= Exercise instructions =
- a) In the forum thread about fitting a Meyer plow mount to a YJ Wrangler, what share of a new plow's price did the original poster pay for the plow?
- b) Show each line of the records that contains the string "sedan". Case counts.

= Selected extract =

━━━━━━━━━━━━━━━━━━━━━━━━━━━━━━

# Meyers 6.5st commanche mount adapting to a YJ wrangler



## Premierplowing (Oct 8, 2009)

I recently bought a 95 wrangler at a steal and will be mounting my Meyer 6.5st that has a commanche mount on it....I know that its not the correct mount buy i've measured the frame rails and hypothetically it should be able to make it work. Anyone know if its been done b4 or should I just sell the existing mount and get the right one?. The plow is less than 6 mo's old and i paid 40% of a new one
Thanks for any input


----------



## watchamakalit (Jan 11, 2004)

I am not much help on the swap but if you decide to sell that comanche mount, let me know I am looking for one.


----------



## flykelley (Dec 29, 2003)

Premierplowing;860688 said:


> I recently bought a 95 wrangler at a steal and will be mounting my Meyer 6.5st that has a commanche mount on it....I know that its not the correct mount buy i've measured the frame rails and hypothetically it should be able to make it work. Anyone know if its been done b4 or should I just sell the existing mount and get the right one?. The plow is less than 6 mo's old and i paid 40% of a new one
> Thanks for any input


You will have to fab up a new one, I judt had that done last week. Finding a mount for a YJ is like hitting the lotto and getting hit by lighting in the same day, chances are very small you will find a YJ mount.

Good Luck Mike


----------



## Premierplowing (Oct 8, 2009)

From the looks of it I should be able to make the Cherokee mount work with the YJ...the outside dimension of the framerails is 34 1/2" and the inside dimensions of the Cherokee mount are 34 1/2 as well, I may have to cut the mount a bit to get the mount up high enough, but I should be able to just drill some holes and bolt it up, no?


----------

━━━━━━━━━━━━━━━━━━━━━━━━━━━━━━

= The records =
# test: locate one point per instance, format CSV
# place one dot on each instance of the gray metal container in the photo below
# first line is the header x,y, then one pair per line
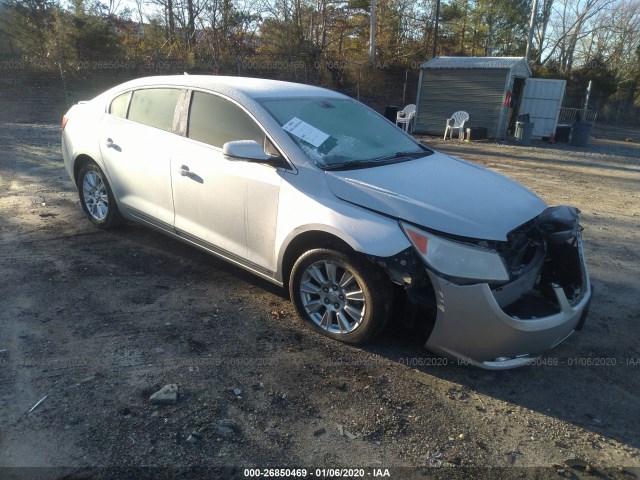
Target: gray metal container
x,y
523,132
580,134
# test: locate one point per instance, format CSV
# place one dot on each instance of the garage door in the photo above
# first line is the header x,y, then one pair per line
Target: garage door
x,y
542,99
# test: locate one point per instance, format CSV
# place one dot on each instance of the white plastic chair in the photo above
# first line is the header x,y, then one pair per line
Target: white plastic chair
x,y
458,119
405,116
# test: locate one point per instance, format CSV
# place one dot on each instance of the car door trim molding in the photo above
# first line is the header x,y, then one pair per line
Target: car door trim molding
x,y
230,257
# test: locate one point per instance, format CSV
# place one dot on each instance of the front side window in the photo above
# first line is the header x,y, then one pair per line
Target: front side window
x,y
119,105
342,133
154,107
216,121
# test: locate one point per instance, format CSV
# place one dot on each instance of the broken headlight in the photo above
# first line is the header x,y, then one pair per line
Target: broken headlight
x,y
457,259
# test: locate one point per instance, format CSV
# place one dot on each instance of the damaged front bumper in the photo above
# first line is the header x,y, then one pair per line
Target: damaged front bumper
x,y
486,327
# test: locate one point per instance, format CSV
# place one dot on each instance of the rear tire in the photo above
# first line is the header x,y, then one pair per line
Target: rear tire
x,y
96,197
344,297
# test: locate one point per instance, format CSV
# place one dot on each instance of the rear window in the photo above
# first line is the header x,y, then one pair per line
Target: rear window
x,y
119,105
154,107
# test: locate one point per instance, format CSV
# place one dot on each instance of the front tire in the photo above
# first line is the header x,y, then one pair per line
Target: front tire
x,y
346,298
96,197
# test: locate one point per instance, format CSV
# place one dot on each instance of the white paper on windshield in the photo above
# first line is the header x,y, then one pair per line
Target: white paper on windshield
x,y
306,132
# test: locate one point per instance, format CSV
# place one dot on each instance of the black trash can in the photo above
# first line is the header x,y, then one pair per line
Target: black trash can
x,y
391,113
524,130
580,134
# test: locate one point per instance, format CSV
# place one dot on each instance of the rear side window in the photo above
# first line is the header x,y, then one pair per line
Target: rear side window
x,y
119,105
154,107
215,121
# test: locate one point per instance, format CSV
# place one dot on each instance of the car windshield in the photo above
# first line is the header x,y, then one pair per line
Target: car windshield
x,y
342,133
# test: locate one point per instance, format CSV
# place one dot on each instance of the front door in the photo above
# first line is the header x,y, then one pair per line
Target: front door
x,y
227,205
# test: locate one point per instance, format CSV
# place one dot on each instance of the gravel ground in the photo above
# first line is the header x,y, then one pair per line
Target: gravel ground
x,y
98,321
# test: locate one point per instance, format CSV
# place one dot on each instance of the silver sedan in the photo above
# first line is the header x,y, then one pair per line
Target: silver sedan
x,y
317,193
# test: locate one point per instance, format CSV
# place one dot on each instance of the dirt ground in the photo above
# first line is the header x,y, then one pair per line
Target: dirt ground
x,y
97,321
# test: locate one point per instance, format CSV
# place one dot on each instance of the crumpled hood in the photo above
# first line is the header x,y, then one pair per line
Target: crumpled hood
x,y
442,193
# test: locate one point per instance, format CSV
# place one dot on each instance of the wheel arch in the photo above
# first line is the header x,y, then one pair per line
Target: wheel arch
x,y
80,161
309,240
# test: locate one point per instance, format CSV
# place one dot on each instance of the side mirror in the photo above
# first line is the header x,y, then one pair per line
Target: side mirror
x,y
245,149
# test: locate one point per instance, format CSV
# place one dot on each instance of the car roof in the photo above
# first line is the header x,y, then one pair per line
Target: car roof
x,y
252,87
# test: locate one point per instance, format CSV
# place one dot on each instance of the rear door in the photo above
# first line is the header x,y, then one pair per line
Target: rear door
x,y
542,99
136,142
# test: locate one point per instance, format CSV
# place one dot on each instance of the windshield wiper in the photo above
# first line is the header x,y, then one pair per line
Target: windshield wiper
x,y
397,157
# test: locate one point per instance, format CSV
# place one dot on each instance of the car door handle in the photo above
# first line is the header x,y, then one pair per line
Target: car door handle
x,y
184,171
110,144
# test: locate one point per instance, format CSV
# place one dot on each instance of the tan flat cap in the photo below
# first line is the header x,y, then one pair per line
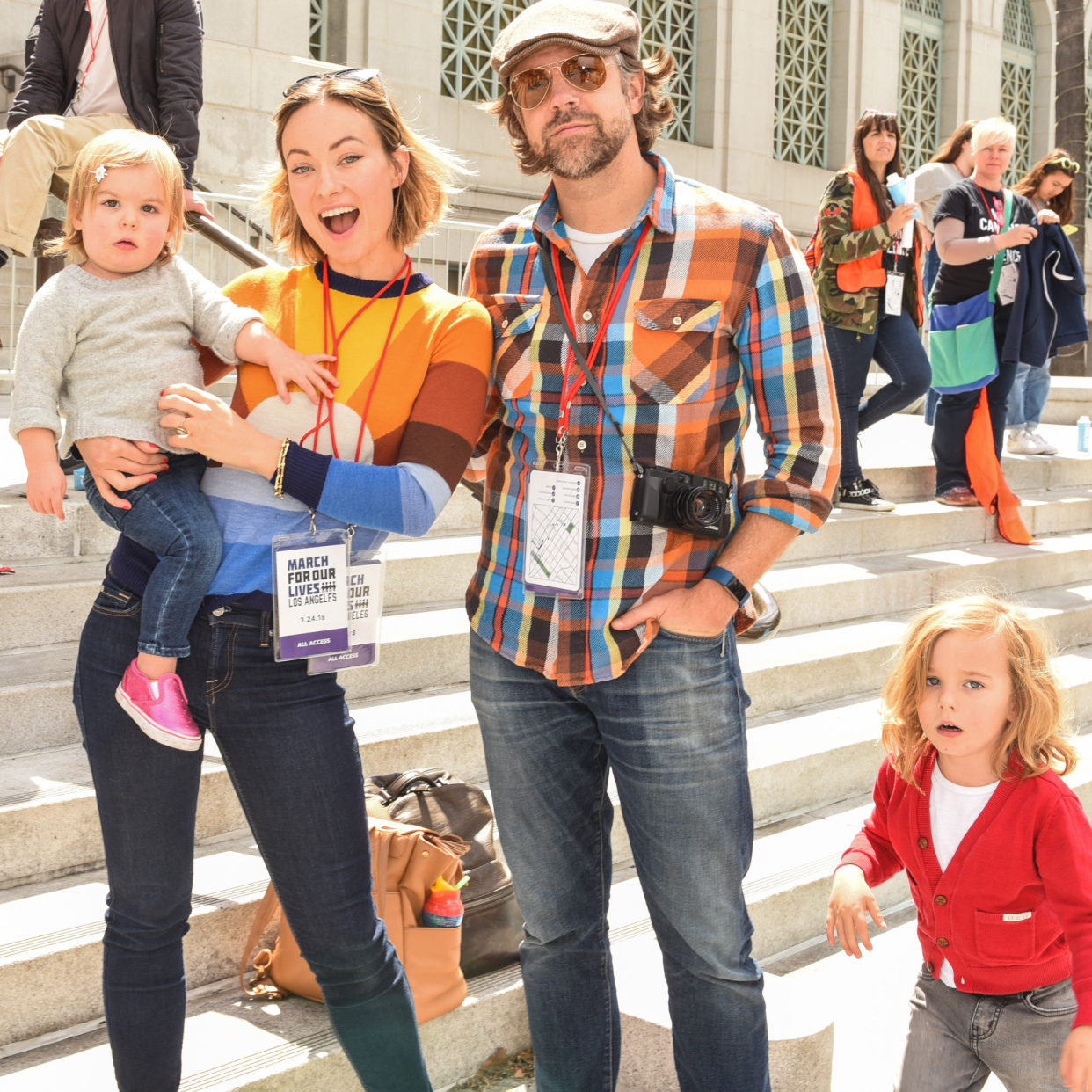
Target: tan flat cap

━━━━━━━━━━━━━━━━━━━━━━━━━━━━━━

= Responses =
- a) 40% of the price of a new one.

- b)
# place one dot on each instance of the silver sedan in the photo above
Target: silver sedan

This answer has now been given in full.